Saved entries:

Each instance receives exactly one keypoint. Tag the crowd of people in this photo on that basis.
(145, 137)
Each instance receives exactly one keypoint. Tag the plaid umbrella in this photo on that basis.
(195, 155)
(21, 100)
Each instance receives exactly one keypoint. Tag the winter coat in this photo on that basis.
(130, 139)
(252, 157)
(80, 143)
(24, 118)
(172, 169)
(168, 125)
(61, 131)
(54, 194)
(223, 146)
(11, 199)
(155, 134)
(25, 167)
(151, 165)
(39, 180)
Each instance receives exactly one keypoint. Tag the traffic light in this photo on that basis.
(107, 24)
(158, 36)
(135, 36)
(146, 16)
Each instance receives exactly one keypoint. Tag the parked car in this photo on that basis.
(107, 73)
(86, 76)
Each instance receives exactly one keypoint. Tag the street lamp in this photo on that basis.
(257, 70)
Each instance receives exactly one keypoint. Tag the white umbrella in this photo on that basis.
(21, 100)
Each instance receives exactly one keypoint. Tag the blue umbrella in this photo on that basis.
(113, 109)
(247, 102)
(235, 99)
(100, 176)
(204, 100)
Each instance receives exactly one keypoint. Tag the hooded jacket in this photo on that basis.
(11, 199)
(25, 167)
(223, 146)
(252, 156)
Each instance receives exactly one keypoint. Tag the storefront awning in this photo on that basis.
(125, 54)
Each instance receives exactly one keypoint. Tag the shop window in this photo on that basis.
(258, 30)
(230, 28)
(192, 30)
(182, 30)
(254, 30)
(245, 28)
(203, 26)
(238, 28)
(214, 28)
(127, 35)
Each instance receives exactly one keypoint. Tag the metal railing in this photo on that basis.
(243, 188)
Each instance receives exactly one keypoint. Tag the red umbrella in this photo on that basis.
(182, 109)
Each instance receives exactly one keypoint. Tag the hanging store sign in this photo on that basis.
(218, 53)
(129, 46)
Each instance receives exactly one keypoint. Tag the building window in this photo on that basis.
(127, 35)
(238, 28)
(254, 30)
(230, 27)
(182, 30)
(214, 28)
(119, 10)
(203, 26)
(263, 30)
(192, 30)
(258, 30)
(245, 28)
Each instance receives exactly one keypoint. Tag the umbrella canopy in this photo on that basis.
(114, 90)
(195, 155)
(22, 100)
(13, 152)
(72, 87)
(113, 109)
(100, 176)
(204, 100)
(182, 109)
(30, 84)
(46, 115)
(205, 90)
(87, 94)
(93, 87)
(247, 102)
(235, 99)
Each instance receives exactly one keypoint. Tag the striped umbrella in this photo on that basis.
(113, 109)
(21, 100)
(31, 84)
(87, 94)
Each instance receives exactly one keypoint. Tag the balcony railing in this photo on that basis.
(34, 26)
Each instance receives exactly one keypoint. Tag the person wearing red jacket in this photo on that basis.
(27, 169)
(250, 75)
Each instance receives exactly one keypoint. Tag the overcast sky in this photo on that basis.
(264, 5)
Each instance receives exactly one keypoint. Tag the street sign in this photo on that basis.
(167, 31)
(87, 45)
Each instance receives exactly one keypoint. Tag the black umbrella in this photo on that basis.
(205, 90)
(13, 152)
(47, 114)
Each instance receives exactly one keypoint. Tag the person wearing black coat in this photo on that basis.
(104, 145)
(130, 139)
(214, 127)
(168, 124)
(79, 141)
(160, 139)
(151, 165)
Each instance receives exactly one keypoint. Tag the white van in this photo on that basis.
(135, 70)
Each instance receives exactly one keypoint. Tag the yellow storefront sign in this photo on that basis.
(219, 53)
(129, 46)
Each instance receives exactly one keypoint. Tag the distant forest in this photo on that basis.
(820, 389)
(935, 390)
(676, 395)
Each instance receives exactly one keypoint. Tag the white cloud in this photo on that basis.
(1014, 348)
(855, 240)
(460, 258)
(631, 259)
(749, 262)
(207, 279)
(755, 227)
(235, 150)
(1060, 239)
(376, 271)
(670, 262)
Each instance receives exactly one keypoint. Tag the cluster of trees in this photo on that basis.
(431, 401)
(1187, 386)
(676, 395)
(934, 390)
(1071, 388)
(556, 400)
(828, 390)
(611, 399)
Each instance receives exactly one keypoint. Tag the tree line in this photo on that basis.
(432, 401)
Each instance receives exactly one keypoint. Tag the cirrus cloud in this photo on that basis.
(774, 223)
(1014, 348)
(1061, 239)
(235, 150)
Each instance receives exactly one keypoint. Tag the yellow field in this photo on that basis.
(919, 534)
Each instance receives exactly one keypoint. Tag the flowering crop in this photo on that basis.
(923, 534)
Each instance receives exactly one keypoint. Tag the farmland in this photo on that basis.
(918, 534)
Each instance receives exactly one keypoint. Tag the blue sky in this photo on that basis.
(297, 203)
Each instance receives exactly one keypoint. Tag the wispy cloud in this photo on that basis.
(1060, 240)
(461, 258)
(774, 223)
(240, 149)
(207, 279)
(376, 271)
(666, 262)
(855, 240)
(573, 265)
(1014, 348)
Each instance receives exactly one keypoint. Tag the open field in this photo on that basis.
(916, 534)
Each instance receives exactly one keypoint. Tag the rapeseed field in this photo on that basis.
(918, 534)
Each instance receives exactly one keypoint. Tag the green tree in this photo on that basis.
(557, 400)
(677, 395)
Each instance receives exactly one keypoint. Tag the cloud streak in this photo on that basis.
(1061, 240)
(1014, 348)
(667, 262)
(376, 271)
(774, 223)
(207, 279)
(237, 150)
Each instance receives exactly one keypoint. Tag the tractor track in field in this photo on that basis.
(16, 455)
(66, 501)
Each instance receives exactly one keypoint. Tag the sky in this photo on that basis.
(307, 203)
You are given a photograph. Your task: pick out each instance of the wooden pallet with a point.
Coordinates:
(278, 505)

▸ **Required work**: Print each record word for word.

▸ **Solution for this problem**:
Each instance receives exactly one keypoint. Tag the crowd of people in this photo on that basis.
(145, 137)
Each instance receives exactly one keypoint. Tag the plaid umbrella in this photo on that basis.
(195, 155)
(21, 100)
Each instance receives exactly one keypoint. Tag the winter coat in this photo on that basis.
(130, 139)
(252, 157)
(80, 143)
(24, 118)
(172, 169)
(168, 125)
(61, 131)
(54, 194)
(223, 146)
(11, 199)
(155, 134)
(25, 167)
(151, 165)
(39, 180)
Each instance receives exactly one keypoint. Tag the traffic light in this photo on that basis.
(107, 24)
(158, 36)
(135, 36)
(146, 16)
Each instance receives exactly one keypoint. Tag the parked car in this photo on that basis.
(107, 73)
(86, 76)
Each instance receives exactly one keypoint. Tag the street lamp in this photo on that basis.
(257, 70)
Each instance receives exactly one keypoint. Tag the white umbrella in this photo on that basis.
(21, 100)
Each instance receives exactly one keypoint. Tag the blue umbrella in this photo on that basis.
(113, 109)
(247, 102)
(235, 99)
(100, 176)
(204, 100)
Each instance receives exactly one keypoint. Tag the hooded jacket in this photo on that basis.
(11, 199)
(25, 167)
(223, 146)
(252, 156)
Each instance receives exactly one keypoint. Tag the storefront awning in this photo on that basis.
(125, 54)
Each instance receives exactly one keypoint. Tag the shop window in this photo on that basis.
(258, 30)
(230, 28)
(192, 30)
(182, 30)
(254, 30)
(245, 28)
(203, 26)
(238, 28)
(214, 28)
(127, 35)
Each instance receives exactly one keypoint. Tag the metal railing in this photo on that basis.
(243, 188)
Each instance receives exactly one keypoint. Tag the red umbrella in this photo on that basis.
(182, 109)
Each instance receives exactly one keypoint. Tag the hanging store sign in this photo on that basis.
(218, 53)
(129, 46)
Each instance receives exactly one keypoint. Tag the building window in this photo on that basis.
(127, 35)
(238, 28)
(254, 30)
(230, 27)
(182, 30)
(214, 28)
(119, 10)
(203, 26)
(263, 30)
(192, 30)
(258, 30)
(245, 28)
Each instance receives exactly one keypoint. Tag the umbrella canopy in this photo on that basis.
(114, 90)
(195, 155)
(22, 100)
(13, 152)
(72, 87)
(113, 109)
(100, 176)
(204, 100)
(182, 109)
(30, 84)
(46, 115)
(205, 90)
(87, 94)
(93, 87)
(247, 102)
(235, 99)
Each instance receives exactly one keypoint. Tag the striped umbrella in this photo on that basis.
(113, 109)
(21, 100)
(31, 84)
(87, 94)
Each instance receives exactly one keypoint. Tag the balcony railing in this photo on that basis.
(34, 26)
Each instance receives exactly one keypoint. Tag the person wearing red jacket in this photo on that basis.
(27, 169)
(250, 75)
Each instance receives exactly one keypoint. Tag the overcast sky in this photo on that basis.
(264, 5)
Each instance receives exactly one keypoint. Tag the street sign in this photo on that basis.
(167, 31)
(87, 45)
Each instance receives exactly one keypoint. Tag the black umbrella in this photo on that basis.
(205, 90)
(13, 152)
(47, 114)
Each instance receives exactly one keypoint. Tag the person wearing black coat in this photo on that basis.
(104, 145)
(130, 139)
(214, 127)
(168, 124)
(79, 141)
(160, 139)
(151, 165)
Each instance receives exactly one keypoint. Tag the white van in this photo on that basis.
(135, 70)
Each instance receives exactly one keypoint. Tag the yellow storefront sign in this photo on that basis.
(219, 53)
(129, 46)
Each instance receives exactly one keypoint. Tag the distant forest in this photo on that basis.
(820, 389)
(935, 390)
(676, 395)
Each instance receives exactly one keypoint. Tag the white cloud in this photo on that basis.
(1014, 348)
(855, 240)
(460, 258)
(631, 259)
(749, 262)
(207, 279)
(755, 227)
(235, 150)
(1060, 239)
(376, 271)
(670, 262)
Each instance receives exactly one keypoint. Tag the cluster of trees in this photo on that basis.
(431, 401)
(1187, 386)
(676, 395)
(934, 390)
(1071, 388)
(556, 400)
(828, 390)
(611, 399)
Each instance receives exactly one keypoint. Tag the tree line in this photo on that basis.
(432, 401)
Each instance receives exactly one keypoint. Tag the cirrus cloud in this photo on that basis.
(774, 223)
(1014, 348)
(1061, 239)
(235, 150)
Each instance receives exactly one keypoint. Tag the yellow field in this photo on that basis.
(919, 534)
Each instance receives exactly one keypoint. Tag the flowering crop in this photo on that basis.
(923, 534)
Each instance receives exactly one keypoint. Tag the farmland in this photo on that basis.
(918, 534)
Each instance receives exactly one keypoint. Tag the blue sky in this photo on that basis.
(297, 203)
Each instance receives exactly one keypoint. Tag the wispy cloud in this photo on that basis.
(1060, 240)
(461, 258)
(774, 223)
(240, 149)
(207, 279)
(376, 271)
(666, 262)
(855, 240)
(573, 265)
(1014, 348)
Each instance receives exactly one keypoint. Tag the open field in this photo on that basis.
(916, 534)
Each instance receives exactly one keypoint. Tag the rapeseed field in this photo on that basis.
(918, 534)
Each instance receives exactly one keypoint. Tag the green tree in this photo on that basis.
(557, 400)
(677, 395)
Each instance receives exactly one keypoint. Tag the cloud streak in this photo on that basis.
(1061, 240)
(1014, 348)
(667, 262)
(376, 271)
(774, 223)
(207, 279)
(237, 150)
Each instance receives exactly one keypoint. Tag the tractor track in field in this photo on that basis.
(16, 455)
(66, 501)
Each instance receives exactly one keypoint. Tag the sky in this photo on that basis.
(307, 203)
You are given a photograph. Your task: pick out each instance of the wooden pallet with a point.
Coordinates:
(278, 505)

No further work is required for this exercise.